--- START OF EXTRACT TO READ ---

![]() |
Log management has emerged in the past few years as a must-do discipline in IT for complying with regulatory standards, and protecting the integrity of critical IT assets. However, with millions of logs being spit out on a daily basis by firewalls, routers, servers, workstations, applications and other sources across a network, enterprises are deluged with log data and there is no stemming the tide. In fact, the tide is just beginning to come in. With always-on high-speed internet connectivity and an increasing number of servers and devices that an IT department has to manage, the task of collecting, storing and making sense of all this data is no mean feat. Adding to the confusion are non-specific regulatory requirements relating to logging and archiving that are entirely vague on what an IT department must do, coupled with the increasing pressure for data privacy. It is not surprising then that for many companies the default plan to keep the auditors happy is to simply collect and retain everything from every source. However, collecting and retaining every single log ever generated is often unnecessary from both a regulatory and forensic standpoint, and the retention of the data can often represent a security or liability risk itself.
This confusion in the log management space is further compounded by vocal proponents amongst the vendor community of the "collect everything" approach as necessary for being compliant and secure. My experience is that the world is not a black and white place but a myriad of grays. If you dig a little deeper you might find a reason for the extreme position. It turns out that some vendors really sell capacity for storing logs, others have license fees tied to log volume, yet others have no ability to enforce central configuration of filters across a large installation.
OK, putting aside cynicism, are they actually right? Is this one of those rare cases where the broad statement is simply the correct statement ("don't smoke" immediately springs to mind)? Let's explore this in some more detail.
Firstly, many systems generate large amounts of log data that is often completely worthless from a compliance standpoint or even for a generic forensic inquiry. For instance, with system auditing levels on high for Common Criteria certified Operating systems such as Windows or Solaris BSM or the new LuAS in the 2.6 Linux kernel, logs are generated at a highly granular level to record every kernel action. If applied indiscriminately to any or all machines and all users/files, then routine actions such as listing directory contents generate a flood of events. While this is necessary for C-2 certification, it is rarely useful in the common situation. In cases where such audit levels are needed, they must be applied with care but beyond that, it is necessary to consider if these logs even need to be gathered and retained.
One such fairly modestly-sized utility company concerned with compliance and driven by uncertainty decided to err on the side of caution and collect everything. This resulted in the generation of a whopping 1.5 million events every 5 minutes that quickly overwhelmed the security team. Realizing that most of the data was nothing but worthless noise, they decided to adjust their logging policy and collect only relevant data. Just by cutting out the noise, they were able to scale back to a much more manageable 150,000 events every 5 minutes. A number of other users also have said enough already, and have elected to put in place a company policy on what gets generated, what gets collected and for how long log data gets stored. I like to think of this as maturation of the market.

--- END OF EXTRACT TO READ ---
--- START OF EXTRACTED INFORMATION ---

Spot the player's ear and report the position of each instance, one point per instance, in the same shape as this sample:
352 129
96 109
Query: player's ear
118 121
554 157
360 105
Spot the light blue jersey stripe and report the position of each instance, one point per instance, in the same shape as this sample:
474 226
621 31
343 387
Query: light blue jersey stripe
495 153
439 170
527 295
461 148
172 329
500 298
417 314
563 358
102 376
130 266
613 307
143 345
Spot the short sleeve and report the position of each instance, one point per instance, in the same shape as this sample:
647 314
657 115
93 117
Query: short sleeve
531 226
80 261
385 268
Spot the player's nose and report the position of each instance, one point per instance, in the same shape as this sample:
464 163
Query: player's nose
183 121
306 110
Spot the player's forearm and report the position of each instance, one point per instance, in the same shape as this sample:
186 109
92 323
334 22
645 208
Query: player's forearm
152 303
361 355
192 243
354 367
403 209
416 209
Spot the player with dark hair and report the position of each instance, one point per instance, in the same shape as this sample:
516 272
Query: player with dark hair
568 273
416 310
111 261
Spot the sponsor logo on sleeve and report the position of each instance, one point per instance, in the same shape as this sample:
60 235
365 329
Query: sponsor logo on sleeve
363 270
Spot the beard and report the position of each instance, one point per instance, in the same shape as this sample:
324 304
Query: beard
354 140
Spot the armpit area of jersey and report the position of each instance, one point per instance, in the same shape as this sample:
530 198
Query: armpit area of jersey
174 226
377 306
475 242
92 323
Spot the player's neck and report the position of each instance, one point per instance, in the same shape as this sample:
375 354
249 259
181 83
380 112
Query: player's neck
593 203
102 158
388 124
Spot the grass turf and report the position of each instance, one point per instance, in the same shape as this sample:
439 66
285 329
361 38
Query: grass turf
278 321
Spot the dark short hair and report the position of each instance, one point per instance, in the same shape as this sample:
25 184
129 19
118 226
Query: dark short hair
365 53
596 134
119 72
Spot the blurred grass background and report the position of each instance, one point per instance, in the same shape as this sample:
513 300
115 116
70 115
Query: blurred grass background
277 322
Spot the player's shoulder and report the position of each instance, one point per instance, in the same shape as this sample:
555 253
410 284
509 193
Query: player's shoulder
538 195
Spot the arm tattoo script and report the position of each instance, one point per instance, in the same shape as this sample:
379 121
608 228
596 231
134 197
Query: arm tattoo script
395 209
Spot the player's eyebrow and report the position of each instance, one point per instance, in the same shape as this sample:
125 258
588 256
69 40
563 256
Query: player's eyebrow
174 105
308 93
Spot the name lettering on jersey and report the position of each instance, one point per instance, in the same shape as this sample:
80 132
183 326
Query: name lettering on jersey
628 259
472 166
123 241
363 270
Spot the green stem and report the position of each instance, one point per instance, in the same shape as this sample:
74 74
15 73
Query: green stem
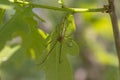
71 10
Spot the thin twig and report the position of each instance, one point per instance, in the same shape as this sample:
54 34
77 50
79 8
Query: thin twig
115 27
71 10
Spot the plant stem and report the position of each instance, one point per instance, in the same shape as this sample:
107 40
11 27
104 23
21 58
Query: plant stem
71 10
115 27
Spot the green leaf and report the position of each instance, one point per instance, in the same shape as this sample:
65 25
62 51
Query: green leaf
55 60
21 63
2 13
5 4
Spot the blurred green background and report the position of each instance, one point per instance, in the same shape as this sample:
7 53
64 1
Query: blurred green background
97 59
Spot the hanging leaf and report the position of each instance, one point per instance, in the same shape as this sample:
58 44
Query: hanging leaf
55 61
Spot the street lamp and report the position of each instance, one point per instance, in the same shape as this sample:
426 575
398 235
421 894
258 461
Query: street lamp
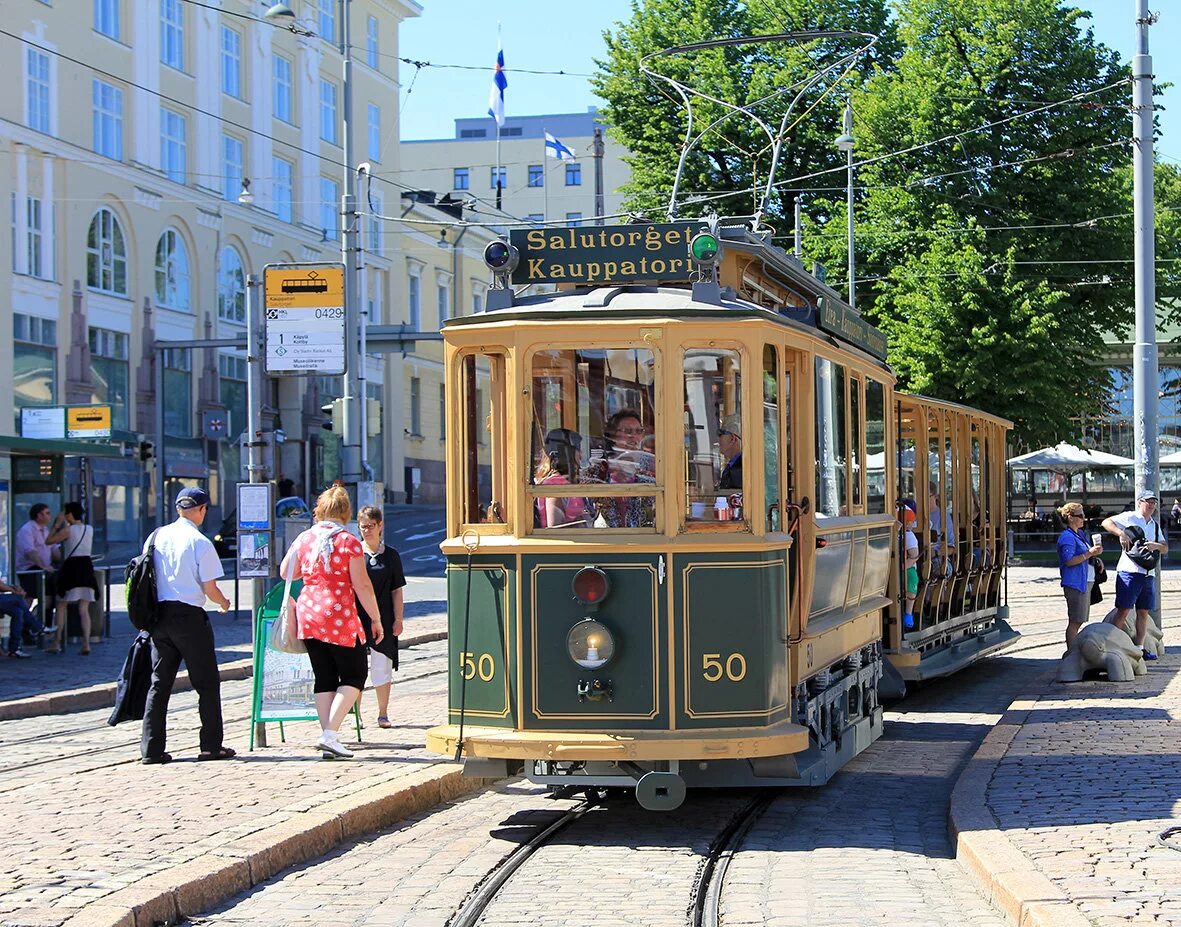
845 143
350 250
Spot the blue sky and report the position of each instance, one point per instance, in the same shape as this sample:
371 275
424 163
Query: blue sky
568 37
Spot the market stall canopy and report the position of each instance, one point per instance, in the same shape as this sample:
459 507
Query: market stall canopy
1067 458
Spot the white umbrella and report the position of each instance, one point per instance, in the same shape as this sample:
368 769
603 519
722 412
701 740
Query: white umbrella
1067 458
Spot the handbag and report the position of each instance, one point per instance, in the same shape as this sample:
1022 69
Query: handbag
282 637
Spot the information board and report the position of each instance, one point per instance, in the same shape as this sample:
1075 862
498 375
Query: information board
304 320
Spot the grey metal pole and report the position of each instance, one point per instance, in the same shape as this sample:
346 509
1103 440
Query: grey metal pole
161 511
1144 361
598 149
254 435
351 449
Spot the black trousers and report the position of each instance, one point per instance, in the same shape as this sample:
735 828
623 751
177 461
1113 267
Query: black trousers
182 632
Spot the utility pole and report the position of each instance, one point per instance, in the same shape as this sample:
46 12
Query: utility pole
598 149
1144 360
350 253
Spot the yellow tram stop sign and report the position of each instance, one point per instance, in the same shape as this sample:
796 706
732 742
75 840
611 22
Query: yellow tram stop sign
304 320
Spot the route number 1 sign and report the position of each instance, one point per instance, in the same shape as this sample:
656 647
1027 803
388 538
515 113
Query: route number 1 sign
304 320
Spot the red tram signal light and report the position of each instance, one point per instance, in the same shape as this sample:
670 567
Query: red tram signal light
589 586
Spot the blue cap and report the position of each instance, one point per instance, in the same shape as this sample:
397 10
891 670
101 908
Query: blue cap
191 497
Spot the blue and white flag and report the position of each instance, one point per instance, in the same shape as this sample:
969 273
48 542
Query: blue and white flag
496 95
555 149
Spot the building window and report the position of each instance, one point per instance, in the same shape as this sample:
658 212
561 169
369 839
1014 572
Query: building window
36 228
171 33
415 302
371 43
330 208
232 168
106 254
177 392
282 83
230 286
173 148
374 131
173 272
282 187
37 83
328 20
34 363
416 406
109 373
376 224
327 111
106 18
232 392
108 104
232 63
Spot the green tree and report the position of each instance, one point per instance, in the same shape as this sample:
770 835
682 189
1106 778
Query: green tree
650 119
986 255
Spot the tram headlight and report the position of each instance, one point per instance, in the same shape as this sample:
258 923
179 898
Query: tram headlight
589 586
589 644
501 258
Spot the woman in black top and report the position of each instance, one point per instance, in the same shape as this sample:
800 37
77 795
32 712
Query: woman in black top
384 567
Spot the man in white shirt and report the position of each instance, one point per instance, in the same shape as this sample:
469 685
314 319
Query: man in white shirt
1135 587
187 573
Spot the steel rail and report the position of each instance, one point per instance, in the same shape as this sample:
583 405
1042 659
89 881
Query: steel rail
472 908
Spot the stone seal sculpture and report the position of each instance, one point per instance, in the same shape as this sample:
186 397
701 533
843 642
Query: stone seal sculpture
1102 646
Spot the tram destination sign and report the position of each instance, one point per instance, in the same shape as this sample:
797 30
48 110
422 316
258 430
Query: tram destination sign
304 320
847 325
605 254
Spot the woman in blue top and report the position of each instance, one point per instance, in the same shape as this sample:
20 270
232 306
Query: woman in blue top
1074 563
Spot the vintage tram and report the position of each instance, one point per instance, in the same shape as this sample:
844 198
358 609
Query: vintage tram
672 517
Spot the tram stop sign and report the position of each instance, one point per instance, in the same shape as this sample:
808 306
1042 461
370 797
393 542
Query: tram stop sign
304 320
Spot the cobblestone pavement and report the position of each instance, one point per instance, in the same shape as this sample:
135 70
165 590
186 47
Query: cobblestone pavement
47 673
872 847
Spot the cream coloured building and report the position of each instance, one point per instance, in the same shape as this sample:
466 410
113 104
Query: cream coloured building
129 134
533 187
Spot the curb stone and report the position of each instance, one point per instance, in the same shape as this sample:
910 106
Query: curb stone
198 885
1005 875
103 696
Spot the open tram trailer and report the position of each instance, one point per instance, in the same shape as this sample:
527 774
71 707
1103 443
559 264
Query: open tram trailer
620 613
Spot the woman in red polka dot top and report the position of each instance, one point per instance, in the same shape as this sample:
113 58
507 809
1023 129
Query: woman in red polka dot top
332 565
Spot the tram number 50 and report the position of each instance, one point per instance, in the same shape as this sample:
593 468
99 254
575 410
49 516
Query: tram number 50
472 665
732 668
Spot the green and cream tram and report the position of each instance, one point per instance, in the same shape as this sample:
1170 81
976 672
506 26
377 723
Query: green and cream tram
672 534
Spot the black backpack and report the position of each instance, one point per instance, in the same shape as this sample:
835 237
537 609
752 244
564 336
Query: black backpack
141 587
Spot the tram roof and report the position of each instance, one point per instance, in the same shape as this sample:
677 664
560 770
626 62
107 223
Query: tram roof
644 301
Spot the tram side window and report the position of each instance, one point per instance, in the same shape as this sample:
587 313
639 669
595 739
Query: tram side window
875 448
713 436
593 426
481 430
832 452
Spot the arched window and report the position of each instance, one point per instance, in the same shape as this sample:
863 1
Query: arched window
171 272
230 286
106 254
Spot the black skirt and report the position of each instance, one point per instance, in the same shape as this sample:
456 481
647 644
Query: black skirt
77 573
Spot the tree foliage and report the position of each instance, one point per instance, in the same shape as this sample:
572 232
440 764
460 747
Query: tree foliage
994 259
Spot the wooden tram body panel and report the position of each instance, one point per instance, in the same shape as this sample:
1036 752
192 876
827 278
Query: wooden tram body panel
752 648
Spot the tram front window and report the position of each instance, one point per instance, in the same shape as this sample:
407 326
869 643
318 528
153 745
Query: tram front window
593 428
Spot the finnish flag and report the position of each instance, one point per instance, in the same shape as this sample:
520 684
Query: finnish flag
555 149
496 95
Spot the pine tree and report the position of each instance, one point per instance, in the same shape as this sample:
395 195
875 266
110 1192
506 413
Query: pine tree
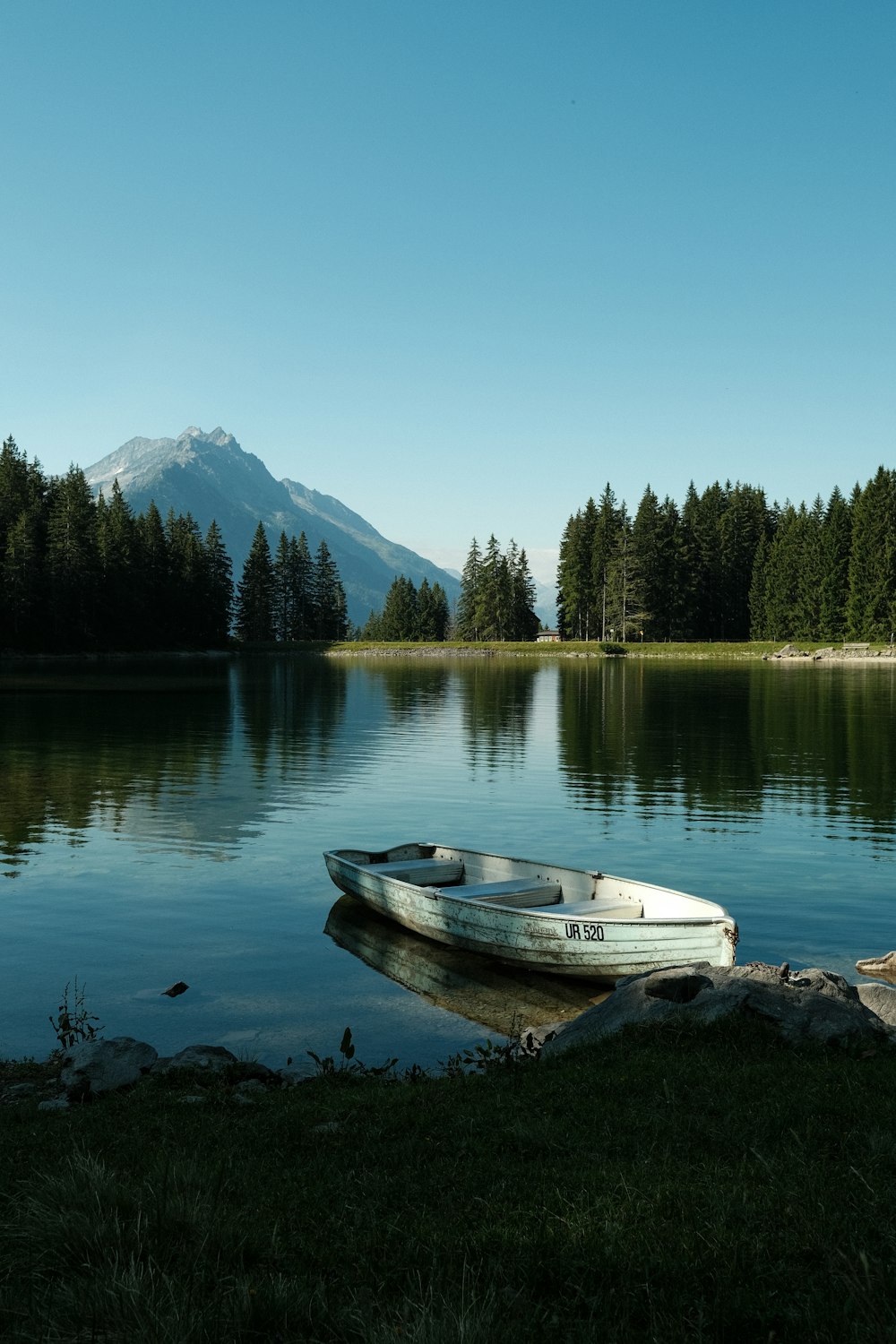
433 613
400 618
153 582
220 586
284 591
871 609
73 562
837 535
330 597
254 615
117 547
303 572
469 601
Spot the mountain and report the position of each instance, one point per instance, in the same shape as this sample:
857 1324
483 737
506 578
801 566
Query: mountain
212 478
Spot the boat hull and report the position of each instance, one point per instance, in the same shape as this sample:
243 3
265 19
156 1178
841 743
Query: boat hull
584 932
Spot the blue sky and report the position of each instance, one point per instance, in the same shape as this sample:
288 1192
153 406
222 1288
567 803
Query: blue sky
457 263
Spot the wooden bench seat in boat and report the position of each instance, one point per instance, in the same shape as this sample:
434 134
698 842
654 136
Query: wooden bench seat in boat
519 892
422 873
605 908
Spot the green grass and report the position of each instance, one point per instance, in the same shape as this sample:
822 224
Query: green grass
676 1185
594 648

--- END OF EXTRACTED INFORMATION ---

## WHAT NEEDS TO BE DONE
In the log management article above, how many events did the utility company generate every 5 minutes after it stopped collecting the noise?

## THE SOLUTION
150,000 events every 5 minutes.